Excerpt to read:
We also need to ensure safety of the user while traversing the stairs. For this we need to take care of two things: first the user should climb the stairs facing backwards to avoid toppling. Second, as the user climbs the stairs the seat inclination changes, thus, we devised a seat inclination mechanism employing slider and bars which ensures the seat remains horizontal with respect to ground throughout ascend.
Hardware Model
We use the Microsoft Kinect Depth Camera and the IMU as our main sensors in the robot. The IMU is used for measuring seat inclination and current angular velocity of the system while using the Depth Camera we calculate the Heading Angle (yaw angle) from the staircase.
Image Processing
Stair edges are the semantic features found across every staircase, the problem of detecting and localizing a staircase in an image can basically be reduced to detect a set group of lines representing stair edges having a similar range of slopes. However the problem is ill posed, detecting a fixed set of lines in an image that correspond to a staircase in a real time setting using a camera would mean creating a pipeline which eliminates noise, detects lines and narrows down to a fixed set that are possible representing the stair edges.
Establishing the pipeline further, we have to detect edges in an image as a first step. Edge detection is a routine computer vision problem however, the problem becomes difficult in case of staircases having a similar color distribution. Using a depth camera would solve the problem, while RGB stair edge detection is not impossible, it sure is difficult. The fundamental property of a staircase is that each stair step would be present at a different distance from the camera, therefore an RGBD sensor like the Microsoft Kinect would be able to capture such depth discontinuities in a grey scale depth image. For edge detection, we employ the Canny Edge detection algorithm where the image threshold is found out adaptively using vertical image gradients. Lines in the image are then found out by using the Probabilistic Hough Transform algorithm, we get all the line segments present in the image in the polar form. Each line segment would have a slope and a y-intercept.
Eliminating line segments which are not within a particular range of the slopes and preserving the line segments which are horizontal or near horizontal, we merge line segments using spatial constraints on slope and offset. We develop a recursive algorithm which recursively merges any two line segments satisfying the constraint until no such pair exists. We filter all the line segments to find out those belonging to the stair edges. Now considering the staircase consists of a large portion of the image, we can eliminate other horizontal lines not belonging to the staircase by having a threshold on the frequency of slopes of line segments as the stair edge (having similar slopes) would have the maximum frequency.

Instruction: Carry on the account of the stair-climbing robot's staircase detection pipeline, beginning right after its last sentence and matching its formal style.

Raw data:
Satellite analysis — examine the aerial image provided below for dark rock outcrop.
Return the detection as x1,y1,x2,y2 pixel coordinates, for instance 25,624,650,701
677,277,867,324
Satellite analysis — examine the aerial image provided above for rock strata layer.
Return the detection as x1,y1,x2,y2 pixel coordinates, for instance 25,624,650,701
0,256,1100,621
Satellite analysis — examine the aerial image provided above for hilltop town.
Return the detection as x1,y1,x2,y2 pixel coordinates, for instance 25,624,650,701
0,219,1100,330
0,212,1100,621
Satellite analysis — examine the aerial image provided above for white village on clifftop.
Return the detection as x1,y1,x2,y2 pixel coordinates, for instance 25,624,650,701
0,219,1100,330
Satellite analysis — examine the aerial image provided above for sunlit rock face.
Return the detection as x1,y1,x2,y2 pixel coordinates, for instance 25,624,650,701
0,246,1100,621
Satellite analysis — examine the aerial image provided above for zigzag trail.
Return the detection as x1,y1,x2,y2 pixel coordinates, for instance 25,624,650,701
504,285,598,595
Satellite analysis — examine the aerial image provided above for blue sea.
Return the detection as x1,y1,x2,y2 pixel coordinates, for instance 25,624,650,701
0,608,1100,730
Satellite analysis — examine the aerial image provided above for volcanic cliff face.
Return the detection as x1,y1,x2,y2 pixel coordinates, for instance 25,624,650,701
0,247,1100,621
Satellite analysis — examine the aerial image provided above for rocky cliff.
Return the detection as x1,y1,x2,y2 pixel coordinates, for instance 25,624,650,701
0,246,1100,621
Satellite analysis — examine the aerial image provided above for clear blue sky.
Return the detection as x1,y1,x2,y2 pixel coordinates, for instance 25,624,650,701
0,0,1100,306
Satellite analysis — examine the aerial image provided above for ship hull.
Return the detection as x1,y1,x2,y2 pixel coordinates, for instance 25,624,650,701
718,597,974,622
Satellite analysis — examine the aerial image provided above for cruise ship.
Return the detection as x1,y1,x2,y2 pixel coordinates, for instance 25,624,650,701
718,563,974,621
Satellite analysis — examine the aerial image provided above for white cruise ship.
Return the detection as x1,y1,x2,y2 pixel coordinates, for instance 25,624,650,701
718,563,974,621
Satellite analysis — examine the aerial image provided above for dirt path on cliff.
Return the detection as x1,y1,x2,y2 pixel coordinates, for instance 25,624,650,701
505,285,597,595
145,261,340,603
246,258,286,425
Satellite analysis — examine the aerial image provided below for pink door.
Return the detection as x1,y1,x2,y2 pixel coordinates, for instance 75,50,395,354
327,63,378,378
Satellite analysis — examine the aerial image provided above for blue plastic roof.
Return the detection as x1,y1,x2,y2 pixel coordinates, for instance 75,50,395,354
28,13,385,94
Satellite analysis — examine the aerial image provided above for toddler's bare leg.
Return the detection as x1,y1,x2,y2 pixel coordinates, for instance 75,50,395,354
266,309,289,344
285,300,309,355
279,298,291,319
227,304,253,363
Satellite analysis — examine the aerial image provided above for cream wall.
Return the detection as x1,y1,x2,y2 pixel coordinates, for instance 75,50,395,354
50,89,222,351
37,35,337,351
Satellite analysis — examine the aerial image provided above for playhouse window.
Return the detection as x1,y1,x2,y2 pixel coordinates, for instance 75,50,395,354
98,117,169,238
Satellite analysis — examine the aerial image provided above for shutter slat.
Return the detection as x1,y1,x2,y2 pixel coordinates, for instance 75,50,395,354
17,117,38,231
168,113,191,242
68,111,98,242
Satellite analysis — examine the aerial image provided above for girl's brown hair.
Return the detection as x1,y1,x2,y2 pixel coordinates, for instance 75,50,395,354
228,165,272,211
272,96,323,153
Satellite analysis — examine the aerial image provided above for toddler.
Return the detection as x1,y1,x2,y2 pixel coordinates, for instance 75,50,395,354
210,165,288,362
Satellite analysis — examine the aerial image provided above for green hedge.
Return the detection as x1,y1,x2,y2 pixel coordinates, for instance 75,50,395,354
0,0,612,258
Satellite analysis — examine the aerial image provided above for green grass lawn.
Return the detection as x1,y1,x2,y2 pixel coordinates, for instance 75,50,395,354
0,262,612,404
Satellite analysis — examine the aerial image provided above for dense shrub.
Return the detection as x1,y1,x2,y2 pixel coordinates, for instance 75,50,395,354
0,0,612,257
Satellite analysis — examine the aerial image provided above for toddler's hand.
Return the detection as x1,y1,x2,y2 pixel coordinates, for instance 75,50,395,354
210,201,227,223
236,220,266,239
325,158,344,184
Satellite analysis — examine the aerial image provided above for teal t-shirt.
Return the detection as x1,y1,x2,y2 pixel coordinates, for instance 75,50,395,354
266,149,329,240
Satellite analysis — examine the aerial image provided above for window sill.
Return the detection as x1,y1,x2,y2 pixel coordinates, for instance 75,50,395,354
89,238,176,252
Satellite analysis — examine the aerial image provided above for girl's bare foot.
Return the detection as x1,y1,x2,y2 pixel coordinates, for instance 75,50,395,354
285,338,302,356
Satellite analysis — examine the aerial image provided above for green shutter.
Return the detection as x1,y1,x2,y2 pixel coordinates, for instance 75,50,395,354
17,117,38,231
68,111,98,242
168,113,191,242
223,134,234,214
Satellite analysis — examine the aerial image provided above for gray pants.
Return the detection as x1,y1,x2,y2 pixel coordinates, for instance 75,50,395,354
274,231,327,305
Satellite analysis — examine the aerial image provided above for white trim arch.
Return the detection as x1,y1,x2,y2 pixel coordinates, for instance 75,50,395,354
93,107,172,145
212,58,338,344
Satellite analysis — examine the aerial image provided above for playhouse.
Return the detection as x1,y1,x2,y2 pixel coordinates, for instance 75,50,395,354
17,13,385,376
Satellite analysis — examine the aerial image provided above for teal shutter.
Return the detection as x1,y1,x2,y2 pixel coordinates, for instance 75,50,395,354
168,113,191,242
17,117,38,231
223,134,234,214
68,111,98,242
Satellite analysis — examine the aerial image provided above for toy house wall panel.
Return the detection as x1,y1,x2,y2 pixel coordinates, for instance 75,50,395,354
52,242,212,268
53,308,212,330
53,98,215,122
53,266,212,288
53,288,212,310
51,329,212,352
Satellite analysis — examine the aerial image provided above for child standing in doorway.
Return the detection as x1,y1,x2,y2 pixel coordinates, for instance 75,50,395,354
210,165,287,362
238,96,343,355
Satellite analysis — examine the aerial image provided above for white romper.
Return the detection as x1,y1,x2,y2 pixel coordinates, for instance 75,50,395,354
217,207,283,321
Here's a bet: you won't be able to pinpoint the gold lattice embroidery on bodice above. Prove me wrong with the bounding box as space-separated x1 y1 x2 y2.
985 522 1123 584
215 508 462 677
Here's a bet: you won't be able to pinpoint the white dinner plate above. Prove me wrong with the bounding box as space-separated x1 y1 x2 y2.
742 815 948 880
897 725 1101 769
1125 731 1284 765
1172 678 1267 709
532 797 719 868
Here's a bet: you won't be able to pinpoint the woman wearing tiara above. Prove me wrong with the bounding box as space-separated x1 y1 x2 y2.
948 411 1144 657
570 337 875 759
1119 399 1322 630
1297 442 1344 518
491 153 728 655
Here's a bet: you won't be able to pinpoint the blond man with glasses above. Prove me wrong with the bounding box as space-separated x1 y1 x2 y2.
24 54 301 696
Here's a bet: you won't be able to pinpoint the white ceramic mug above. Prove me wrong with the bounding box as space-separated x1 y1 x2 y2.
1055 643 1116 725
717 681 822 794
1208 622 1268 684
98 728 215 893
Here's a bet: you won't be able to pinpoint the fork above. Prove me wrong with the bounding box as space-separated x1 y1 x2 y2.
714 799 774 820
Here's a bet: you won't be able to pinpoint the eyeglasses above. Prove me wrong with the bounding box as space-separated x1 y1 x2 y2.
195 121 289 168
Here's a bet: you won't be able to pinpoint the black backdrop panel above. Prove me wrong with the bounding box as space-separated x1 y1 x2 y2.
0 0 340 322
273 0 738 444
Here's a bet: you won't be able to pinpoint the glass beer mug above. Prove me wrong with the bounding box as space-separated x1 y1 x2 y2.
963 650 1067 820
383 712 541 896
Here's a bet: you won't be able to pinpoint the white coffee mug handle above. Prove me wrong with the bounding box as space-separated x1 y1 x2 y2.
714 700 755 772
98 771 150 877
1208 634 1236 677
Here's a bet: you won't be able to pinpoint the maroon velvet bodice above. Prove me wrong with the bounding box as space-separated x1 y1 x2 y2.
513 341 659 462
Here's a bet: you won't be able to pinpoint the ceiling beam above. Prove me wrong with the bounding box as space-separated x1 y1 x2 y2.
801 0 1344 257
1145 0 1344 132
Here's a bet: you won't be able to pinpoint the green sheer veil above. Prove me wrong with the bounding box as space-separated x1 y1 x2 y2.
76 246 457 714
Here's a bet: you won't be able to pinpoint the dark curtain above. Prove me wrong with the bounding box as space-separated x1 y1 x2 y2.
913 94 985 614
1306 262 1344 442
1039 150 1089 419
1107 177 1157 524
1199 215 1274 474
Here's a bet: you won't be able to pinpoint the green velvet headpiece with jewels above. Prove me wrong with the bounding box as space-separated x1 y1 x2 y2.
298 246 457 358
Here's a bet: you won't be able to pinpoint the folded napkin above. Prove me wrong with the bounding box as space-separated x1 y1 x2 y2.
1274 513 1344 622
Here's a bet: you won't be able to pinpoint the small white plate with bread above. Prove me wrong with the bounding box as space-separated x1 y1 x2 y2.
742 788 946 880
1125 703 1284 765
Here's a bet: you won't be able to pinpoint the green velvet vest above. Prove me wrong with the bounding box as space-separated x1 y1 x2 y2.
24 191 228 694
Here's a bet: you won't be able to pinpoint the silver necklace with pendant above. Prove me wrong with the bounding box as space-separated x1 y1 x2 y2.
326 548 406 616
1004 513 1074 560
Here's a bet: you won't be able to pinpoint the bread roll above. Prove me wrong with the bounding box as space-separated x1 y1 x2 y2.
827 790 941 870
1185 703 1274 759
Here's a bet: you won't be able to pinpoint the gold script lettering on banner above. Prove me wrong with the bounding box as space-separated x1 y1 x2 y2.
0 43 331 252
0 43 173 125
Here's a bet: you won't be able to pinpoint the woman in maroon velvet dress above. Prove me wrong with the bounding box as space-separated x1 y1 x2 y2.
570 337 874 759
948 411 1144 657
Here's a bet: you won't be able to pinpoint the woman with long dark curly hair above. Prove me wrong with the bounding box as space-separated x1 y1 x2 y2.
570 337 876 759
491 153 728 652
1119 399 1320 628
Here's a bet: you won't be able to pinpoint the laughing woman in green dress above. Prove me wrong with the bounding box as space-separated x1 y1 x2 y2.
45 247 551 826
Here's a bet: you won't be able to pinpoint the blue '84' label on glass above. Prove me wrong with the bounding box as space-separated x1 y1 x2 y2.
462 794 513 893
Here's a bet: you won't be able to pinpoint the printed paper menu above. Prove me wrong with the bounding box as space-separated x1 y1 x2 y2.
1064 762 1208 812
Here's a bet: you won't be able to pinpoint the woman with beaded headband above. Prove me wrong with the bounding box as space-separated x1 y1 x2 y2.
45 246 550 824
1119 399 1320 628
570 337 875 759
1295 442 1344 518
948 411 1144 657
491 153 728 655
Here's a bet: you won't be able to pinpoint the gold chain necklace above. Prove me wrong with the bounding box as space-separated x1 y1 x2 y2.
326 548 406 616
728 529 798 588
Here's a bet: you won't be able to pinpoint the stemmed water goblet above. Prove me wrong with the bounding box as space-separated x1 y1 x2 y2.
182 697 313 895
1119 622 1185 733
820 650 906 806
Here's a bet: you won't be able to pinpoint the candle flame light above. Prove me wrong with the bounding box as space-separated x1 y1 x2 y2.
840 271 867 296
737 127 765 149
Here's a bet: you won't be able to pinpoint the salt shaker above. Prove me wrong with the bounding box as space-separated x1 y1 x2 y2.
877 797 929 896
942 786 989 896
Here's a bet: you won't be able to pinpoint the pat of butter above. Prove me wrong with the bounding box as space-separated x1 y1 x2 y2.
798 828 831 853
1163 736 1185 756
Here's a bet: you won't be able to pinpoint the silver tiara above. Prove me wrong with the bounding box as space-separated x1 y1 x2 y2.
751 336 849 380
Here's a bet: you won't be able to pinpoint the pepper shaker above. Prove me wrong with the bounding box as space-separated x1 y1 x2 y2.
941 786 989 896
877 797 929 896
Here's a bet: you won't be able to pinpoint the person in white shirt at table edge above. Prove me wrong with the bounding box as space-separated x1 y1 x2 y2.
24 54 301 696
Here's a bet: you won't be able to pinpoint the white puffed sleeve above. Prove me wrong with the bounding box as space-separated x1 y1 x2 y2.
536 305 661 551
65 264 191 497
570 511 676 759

In response:
The Pipeline for Stair Localization
Two regions present on a particular stair step would be equal in distance from the camera in a situation where the robot is perfectly aligned with the staircase. This means the depth difference between the two regions would be zero in an ideal case, however as in a general case the robot would not be aligned with the staircase with a non-zero yaw angle , this would correspond to a non zero depth difference between the two regions. After identifying stair edges we take the depth difference of two such regions present below a particular stair edge meant to be present on a particular stair step. The yaw angle could then be simply calculated by utilizing the depth difference between the tow regions and the horizontal separation between the same.
Slip Compensation Control
For a stable traversal on a staircase, the robot is required to maintain almost zero yaw angle such that the system doesn't skid downwards. After calculating the yaw angle of the robot from image processing we are required to provide the torque to the left and right motors in such a way that the system maintains a near zero yaw angle.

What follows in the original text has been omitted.